Where R_monthly is the monthly rainfall erosivity (MJ mm ha^-1 h^-1); P_m is the average month precipitation (mm); and P is the annual precipitation (mm).

The soil erodibility (K) represents the vulnerability of soil or surface material to erosion and the amount of runoff given a particular rainfall input, as measured under standard conditions. It is also considered to represent the rate of soil loss per unit of rainfall erosion index for a specific soil. It indicates the vulnerability to erosion in accordance with properties inherent to the land ^[30]. The soil erodibility was estimated using the Denardin ^[31] equation (4):

$K = 7.48x{10^{ - 6}}M + 4.48059 \times {10^{ - 3}}P - 6.31175 \times DMP + 1.039567 \times {10^{ - 2}}N$

(4)

Where K is the erodibility index (MJ ha^-1∙mg^-1∙mm^-1); M is (fine sand + gravel) × [(fine sand + silt) + gravel] (%); P is the permeability factor (dimensionless); N is [gravel × (organic matter content / 100)]; and DMP is weighted average diameter (mm) smaller than 2 mm, expressed by equation (5):

$DMP = \left[{\left( {0.65 \times {A_g}} \right) + \left( {0.15 \times {A_f}} \right) + \left( {0.0117 \times S} \right) + \left( {0.00024 \times a} \right)} \right]/100$

(5)

Where A_g is gravel (%); A_f is fine sand (%); S is silt (%); and a is clay (%).

Soil permeability is the process by which water percolates through the soil pores ^[32]. Permeability can be classified according to the physical and structural characteristics of the soil ^[33] and the texture. For permeability classification, we used Table 1 from Galindo and Margolis ^[33].

The topographic factor is related to the slope steepness factor (S) and the slope length factor (L) and is considered a crucial factor in quantifying erosion due to surface run-off. The slope has a major effect on the rates of soil erosion. As the slope gets steeper, the higher the velocity of the overland flow becomes, thus increasing shear stresses on the soil particles ^[34]. Moreover, as the slope length increases, the overland flow and the flow velocity also steadily increase, leading to greater erosion of the soil surfaces ^[35]. The topographic factor (LS) is expressed by the equation proposed by Wischmeier and Smith ^[27], which defines soil loss due to the length and slope. We used equation (6) to determine the topographic factor:

$S = {\left( {\frac{{Le}}{{22.1}}} \right)^m} \times \left( {0.065 + 0.04 \times Sd + 0.0065 \times S{d^2}} \right)$

(6)

Where LS is the topographic factor (dimensionless); m is described in Table 2; Le is the equivalent rectangle width (m); and Sd is the average slope of the basin (%).

The l_e variable was obtained based on Paiva and Paiva ^[36], determined by equation (7):

${l_S} = \frac{{{k_c} \times \sqrt A }}{{1.128}} \times [1 - \sqrt {1 - {{\left( {\frac{{1.128}}{{{k_c}}}} \right)}^2}}$

(7)

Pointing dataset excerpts

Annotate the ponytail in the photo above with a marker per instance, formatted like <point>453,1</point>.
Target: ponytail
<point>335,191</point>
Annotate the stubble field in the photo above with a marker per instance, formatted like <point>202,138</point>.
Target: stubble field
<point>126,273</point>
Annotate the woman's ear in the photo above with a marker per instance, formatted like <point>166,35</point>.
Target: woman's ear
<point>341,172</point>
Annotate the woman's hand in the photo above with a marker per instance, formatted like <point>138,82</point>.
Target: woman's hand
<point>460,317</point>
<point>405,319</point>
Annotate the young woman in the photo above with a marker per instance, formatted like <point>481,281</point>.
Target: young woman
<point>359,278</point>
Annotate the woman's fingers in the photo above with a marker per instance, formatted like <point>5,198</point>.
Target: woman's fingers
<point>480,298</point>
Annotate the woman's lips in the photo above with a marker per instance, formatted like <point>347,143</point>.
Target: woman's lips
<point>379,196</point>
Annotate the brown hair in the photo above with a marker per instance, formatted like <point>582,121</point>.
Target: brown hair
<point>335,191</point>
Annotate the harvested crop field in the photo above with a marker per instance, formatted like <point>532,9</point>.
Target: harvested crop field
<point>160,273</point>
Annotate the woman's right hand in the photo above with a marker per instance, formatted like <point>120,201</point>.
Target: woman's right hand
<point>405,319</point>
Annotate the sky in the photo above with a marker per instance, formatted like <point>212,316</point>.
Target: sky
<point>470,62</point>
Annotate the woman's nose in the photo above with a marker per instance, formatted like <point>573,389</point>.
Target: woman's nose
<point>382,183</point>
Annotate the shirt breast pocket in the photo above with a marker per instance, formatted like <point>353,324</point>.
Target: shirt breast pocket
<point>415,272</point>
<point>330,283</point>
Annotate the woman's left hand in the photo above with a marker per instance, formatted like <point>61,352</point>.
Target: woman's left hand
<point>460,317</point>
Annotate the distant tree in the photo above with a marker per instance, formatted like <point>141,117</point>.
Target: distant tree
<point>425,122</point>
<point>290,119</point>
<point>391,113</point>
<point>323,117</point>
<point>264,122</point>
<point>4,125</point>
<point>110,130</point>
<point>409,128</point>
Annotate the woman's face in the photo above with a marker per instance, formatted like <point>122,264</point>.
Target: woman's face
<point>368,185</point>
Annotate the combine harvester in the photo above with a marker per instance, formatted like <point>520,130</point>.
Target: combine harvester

* [Actions to take]:
• 1. Reproduce the soil erosion excerpt from "Where A_g is" to "and Margolis ^[33].".
• 2. According to the soil erosion excerpt, why does a steeper slope raise the rate of soil erosion?

* [Response list]:
• 1.
Where A_g is gravel (%); A_f is fine sand (%); S is silt (%); and a is clay (%).

Soil permeability is the process by which water percolates through the soil pores ^[32]. Permeability can be classified according to the physical and structural characteristics of the soil ^[33] and the texture. For permeability classification, we used Table 1 from Galindo and Margolis ^[33].

• 2. As the slope gets steeper, the overland flow moves faster. That higher velocity increases the shear stresses on the soil particles.